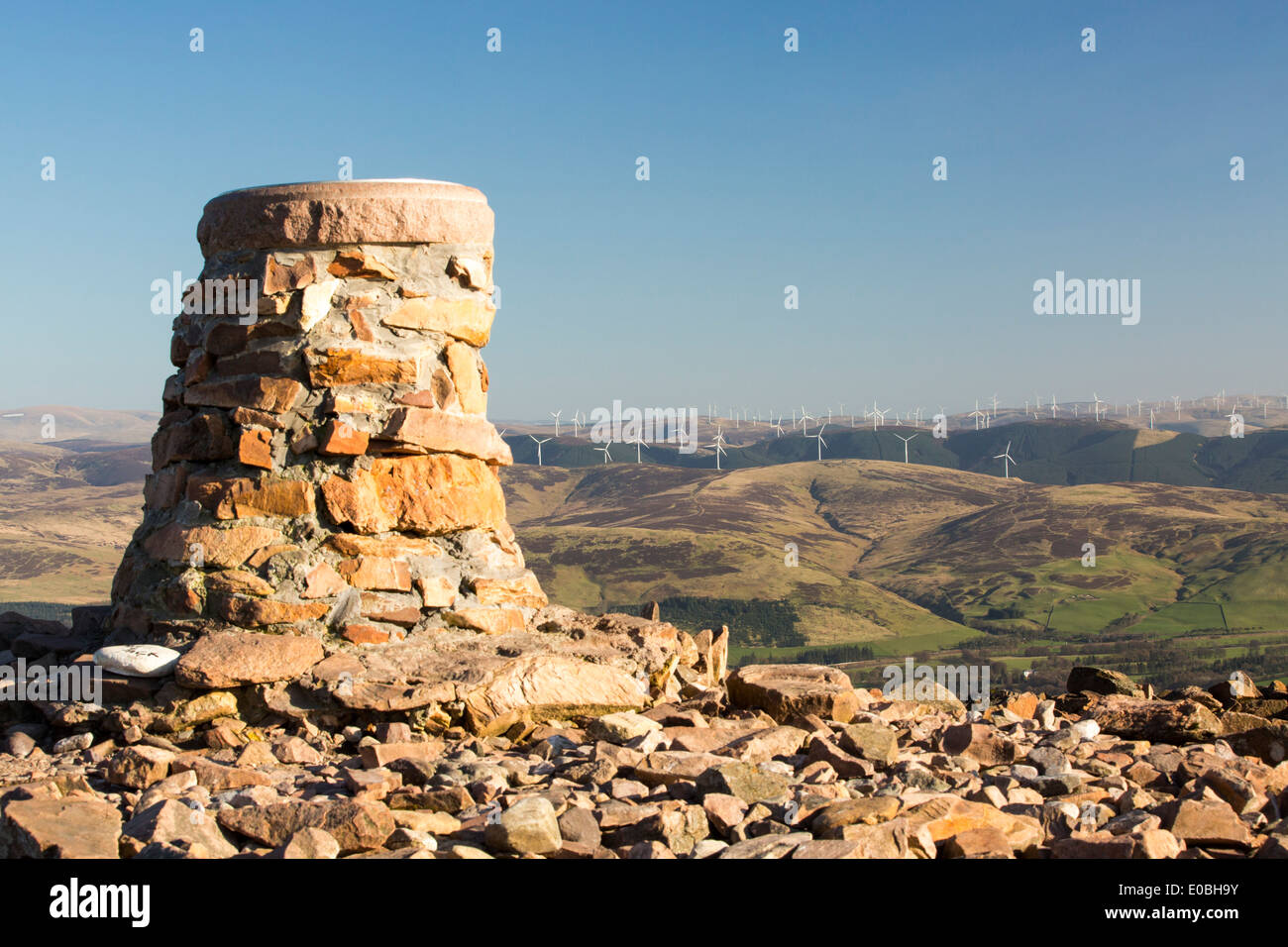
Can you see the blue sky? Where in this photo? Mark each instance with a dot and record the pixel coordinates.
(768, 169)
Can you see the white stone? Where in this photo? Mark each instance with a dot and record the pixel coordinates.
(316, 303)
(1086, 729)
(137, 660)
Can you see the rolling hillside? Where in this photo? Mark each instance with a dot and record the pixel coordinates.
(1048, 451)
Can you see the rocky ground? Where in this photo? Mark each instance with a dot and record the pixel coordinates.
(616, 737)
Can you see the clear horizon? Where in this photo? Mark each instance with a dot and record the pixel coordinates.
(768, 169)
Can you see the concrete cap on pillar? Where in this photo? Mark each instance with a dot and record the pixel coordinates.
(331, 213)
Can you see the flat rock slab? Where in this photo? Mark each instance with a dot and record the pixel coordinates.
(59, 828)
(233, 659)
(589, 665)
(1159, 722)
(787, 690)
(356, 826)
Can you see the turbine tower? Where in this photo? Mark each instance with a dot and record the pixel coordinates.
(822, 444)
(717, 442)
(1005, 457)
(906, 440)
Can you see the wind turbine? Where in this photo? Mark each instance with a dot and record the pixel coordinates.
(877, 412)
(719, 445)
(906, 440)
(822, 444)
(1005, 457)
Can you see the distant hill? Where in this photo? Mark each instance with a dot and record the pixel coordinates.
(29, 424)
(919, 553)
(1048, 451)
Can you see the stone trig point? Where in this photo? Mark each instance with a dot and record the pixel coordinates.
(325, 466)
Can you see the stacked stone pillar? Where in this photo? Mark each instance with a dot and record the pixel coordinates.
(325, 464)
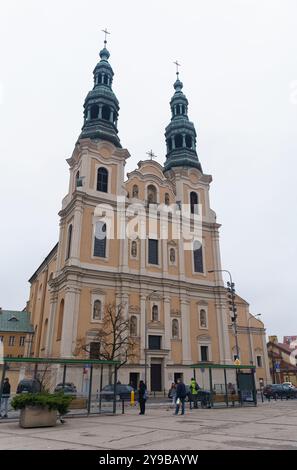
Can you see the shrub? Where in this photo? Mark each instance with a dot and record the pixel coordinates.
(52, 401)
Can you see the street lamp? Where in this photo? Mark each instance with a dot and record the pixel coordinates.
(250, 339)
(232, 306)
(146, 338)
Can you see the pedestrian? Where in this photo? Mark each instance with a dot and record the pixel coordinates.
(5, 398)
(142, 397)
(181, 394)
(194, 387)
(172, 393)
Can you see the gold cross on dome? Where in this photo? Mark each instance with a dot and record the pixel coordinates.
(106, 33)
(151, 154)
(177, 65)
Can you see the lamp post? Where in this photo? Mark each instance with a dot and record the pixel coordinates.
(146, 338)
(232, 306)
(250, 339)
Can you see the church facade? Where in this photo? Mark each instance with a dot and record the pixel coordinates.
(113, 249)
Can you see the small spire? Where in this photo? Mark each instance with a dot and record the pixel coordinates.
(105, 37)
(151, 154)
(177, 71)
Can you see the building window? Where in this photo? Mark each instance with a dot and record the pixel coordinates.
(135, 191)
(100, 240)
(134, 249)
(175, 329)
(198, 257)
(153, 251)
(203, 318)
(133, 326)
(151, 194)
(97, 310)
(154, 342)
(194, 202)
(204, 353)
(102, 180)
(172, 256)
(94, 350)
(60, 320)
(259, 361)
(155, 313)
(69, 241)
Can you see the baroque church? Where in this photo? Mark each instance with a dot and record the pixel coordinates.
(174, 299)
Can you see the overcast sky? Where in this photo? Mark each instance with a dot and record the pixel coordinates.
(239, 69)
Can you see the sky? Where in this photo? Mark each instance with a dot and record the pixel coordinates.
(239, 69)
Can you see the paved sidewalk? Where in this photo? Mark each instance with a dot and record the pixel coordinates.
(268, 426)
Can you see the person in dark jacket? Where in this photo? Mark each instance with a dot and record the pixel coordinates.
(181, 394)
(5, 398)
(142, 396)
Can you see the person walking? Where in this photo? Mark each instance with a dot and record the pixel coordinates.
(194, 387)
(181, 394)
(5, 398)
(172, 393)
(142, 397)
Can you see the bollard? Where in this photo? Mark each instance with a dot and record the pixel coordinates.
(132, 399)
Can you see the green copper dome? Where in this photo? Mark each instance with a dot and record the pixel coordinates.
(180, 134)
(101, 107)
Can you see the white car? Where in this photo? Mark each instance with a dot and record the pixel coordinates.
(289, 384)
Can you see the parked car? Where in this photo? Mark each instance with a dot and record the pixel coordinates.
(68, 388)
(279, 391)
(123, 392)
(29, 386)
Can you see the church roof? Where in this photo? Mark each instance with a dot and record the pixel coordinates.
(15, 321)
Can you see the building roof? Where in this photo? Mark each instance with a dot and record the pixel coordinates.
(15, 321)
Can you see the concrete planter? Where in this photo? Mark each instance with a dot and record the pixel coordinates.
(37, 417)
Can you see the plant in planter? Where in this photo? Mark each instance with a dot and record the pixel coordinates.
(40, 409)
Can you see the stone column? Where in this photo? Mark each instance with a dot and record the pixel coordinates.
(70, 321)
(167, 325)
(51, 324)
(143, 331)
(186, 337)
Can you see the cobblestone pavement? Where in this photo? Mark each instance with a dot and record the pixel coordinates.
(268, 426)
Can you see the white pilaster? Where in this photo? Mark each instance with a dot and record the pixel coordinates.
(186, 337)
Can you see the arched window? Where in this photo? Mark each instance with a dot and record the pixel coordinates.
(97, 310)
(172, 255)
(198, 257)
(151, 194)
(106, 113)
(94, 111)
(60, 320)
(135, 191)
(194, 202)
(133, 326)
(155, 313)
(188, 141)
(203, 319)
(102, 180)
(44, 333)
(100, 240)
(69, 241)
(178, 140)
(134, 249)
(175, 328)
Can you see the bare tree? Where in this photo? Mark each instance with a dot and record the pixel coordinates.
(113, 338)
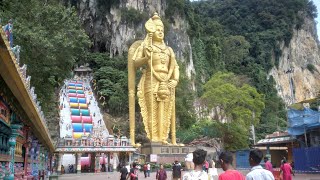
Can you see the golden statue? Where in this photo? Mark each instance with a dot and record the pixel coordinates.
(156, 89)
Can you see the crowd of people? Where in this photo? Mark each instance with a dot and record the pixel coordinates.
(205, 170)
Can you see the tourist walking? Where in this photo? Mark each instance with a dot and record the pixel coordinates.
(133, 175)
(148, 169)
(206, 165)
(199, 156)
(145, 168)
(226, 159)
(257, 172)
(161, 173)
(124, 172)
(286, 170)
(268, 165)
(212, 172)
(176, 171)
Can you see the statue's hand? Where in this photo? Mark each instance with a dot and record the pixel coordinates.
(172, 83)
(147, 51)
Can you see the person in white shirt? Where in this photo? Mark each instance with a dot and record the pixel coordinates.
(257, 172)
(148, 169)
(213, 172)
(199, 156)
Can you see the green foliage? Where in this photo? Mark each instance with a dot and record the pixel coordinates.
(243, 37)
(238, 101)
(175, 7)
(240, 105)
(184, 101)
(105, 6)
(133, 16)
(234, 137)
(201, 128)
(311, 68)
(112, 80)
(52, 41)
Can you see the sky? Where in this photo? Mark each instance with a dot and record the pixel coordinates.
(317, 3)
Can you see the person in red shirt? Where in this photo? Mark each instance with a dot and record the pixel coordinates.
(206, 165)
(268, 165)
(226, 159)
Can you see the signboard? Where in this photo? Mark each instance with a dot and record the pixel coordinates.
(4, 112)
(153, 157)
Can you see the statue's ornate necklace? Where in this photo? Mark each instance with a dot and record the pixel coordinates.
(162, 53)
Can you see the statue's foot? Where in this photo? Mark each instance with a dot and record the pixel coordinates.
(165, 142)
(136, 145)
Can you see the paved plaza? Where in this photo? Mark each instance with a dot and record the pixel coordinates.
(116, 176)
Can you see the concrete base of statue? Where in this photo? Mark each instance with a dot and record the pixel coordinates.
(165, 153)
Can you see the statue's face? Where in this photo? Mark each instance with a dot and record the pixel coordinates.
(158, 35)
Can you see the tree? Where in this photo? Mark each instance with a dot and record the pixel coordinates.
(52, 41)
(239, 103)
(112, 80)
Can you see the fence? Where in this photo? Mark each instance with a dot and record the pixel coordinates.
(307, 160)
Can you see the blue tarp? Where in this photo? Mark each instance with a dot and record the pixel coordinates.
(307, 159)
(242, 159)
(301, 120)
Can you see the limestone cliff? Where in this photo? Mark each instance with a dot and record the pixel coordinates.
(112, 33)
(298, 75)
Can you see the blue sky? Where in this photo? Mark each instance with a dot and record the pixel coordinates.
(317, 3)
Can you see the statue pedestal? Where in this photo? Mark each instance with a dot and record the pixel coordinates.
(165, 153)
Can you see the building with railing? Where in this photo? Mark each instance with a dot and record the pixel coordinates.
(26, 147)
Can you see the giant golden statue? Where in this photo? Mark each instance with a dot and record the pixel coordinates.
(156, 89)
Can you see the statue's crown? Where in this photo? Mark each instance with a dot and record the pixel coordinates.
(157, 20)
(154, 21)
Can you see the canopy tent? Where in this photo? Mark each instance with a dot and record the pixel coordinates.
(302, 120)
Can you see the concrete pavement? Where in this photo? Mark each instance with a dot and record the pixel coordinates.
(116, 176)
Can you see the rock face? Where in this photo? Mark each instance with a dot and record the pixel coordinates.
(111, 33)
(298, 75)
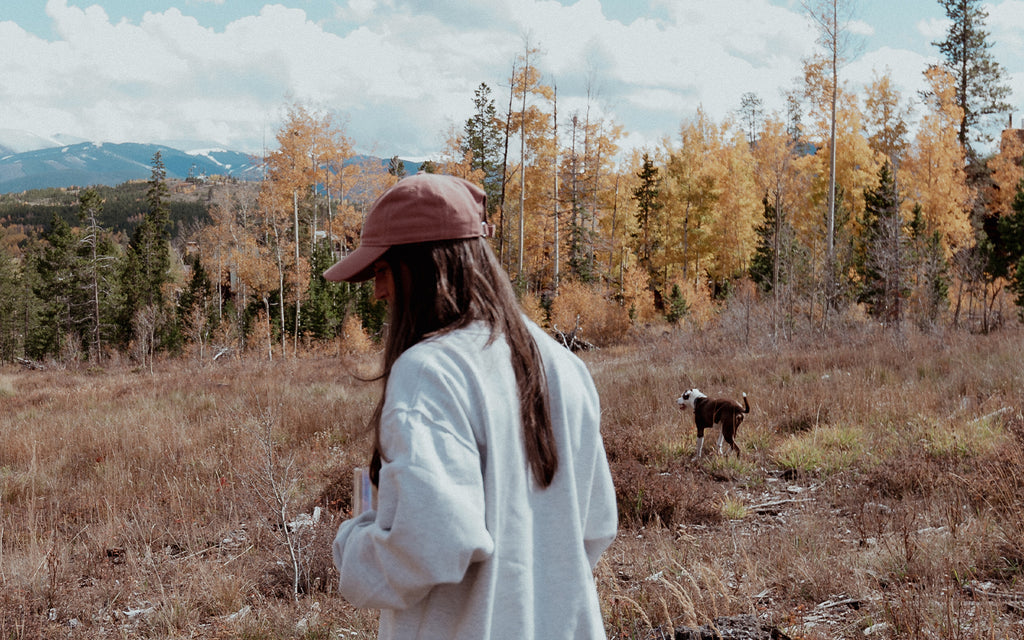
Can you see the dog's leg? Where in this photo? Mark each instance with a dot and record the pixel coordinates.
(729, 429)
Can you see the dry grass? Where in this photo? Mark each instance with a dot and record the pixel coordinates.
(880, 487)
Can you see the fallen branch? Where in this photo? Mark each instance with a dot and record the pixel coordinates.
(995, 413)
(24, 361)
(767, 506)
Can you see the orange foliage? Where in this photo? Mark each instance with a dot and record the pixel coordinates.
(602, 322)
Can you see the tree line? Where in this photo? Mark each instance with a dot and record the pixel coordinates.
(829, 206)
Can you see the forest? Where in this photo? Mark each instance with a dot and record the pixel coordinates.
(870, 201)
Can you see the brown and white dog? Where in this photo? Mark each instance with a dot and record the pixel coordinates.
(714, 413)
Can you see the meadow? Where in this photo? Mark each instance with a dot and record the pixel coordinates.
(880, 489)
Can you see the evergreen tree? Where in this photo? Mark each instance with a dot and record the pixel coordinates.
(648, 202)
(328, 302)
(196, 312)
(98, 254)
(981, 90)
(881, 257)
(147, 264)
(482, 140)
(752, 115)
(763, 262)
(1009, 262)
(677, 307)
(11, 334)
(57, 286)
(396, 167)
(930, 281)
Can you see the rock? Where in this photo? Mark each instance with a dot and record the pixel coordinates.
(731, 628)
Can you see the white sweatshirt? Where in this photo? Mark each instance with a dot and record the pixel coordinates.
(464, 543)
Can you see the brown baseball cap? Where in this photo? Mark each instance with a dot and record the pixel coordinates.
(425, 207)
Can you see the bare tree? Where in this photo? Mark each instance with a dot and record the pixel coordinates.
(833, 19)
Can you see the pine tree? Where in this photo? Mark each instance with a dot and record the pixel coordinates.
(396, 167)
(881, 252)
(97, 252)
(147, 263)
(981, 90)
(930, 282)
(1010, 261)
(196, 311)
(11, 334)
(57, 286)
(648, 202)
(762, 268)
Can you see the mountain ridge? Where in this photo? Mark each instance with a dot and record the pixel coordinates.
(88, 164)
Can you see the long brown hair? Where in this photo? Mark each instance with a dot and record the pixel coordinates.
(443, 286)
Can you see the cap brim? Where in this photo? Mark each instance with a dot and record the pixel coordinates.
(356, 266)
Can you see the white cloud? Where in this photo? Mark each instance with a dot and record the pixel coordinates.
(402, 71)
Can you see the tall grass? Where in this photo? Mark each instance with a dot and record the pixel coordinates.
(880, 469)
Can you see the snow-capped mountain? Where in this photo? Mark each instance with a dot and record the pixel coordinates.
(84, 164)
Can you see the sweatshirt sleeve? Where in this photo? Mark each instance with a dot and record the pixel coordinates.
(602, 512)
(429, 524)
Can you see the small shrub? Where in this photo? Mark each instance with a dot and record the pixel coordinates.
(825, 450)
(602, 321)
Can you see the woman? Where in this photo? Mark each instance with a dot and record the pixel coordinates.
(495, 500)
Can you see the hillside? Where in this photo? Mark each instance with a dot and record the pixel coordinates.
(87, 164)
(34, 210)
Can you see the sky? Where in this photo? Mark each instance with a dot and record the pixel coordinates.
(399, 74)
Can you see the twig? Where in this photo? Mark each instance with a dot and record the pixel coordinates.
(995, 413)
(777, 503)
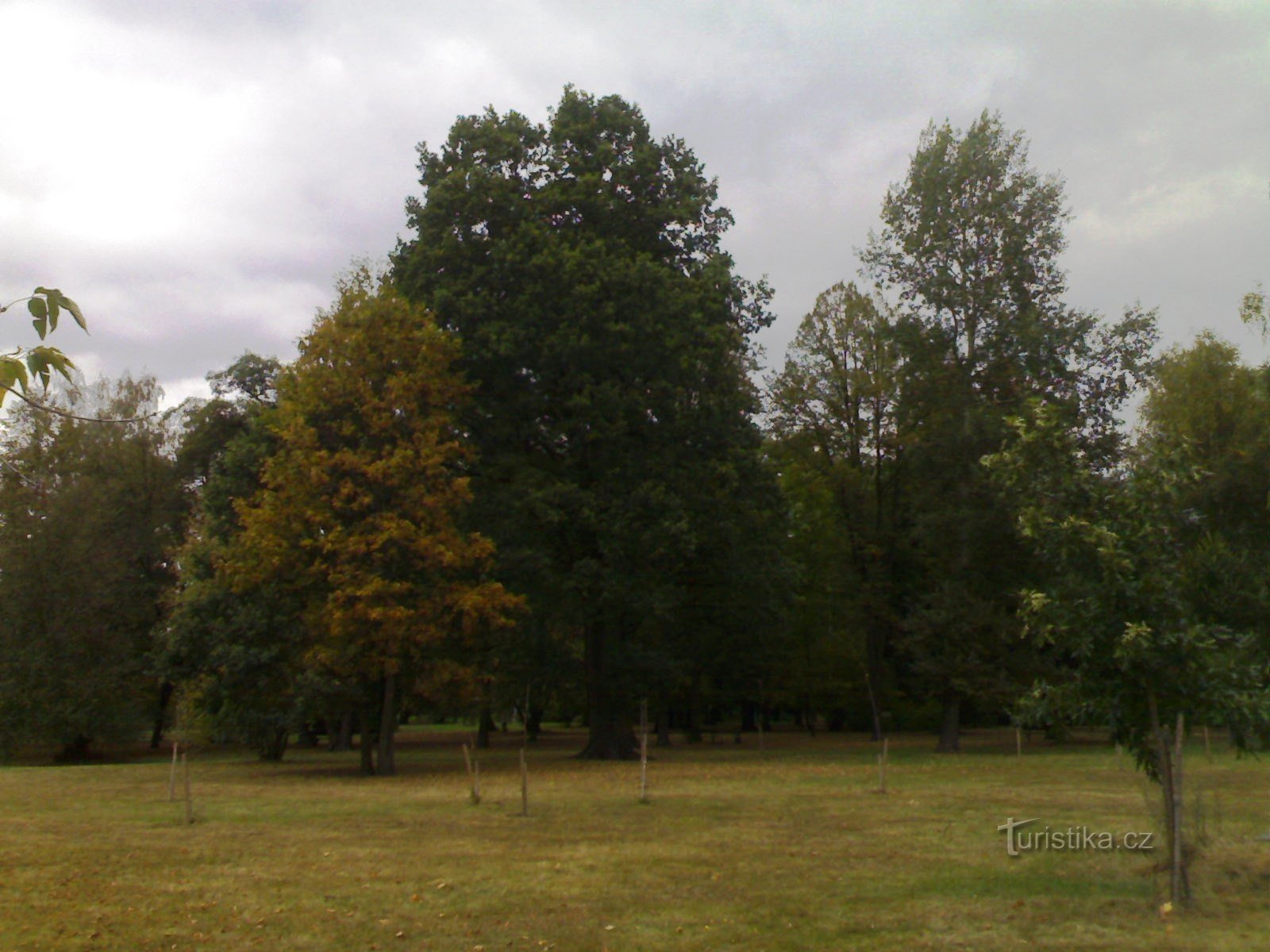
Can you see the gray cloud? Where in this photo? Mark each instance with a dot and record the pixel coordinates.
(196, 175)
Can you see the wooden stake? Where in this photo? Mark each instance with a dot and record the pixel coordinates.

============================================================

## WHAT YOU WILL DO
Rewrite the data from the line containing "Can you see the hillside?" through the end of the data. Keep every line as it is except the coordinates, each of which should be increased by 21, and leave out the pictures.

## FULL OUTPUT
Can you see the hillside? Where in this photo? Mark each instance with a dot and record the pixel coordinates.
(108, 185)
(55, 231)
Can you see the sky? Where in this photo? Mark each instance with a dot and record the pixel coordinates.
(420, 95)
Can you see the twig? Where in this photo? Mark each instance with a dot and record the pixel coordinates.
(1016, 434)
(798, 524)
Can you see the gray cloud? Where in this photo? Mark each instance with a dot and record the pixel coordinates.
(217, 196)
Can you see the wooden stake? Where in this photo? Mark each instance with a dot and record the pixel coordinates.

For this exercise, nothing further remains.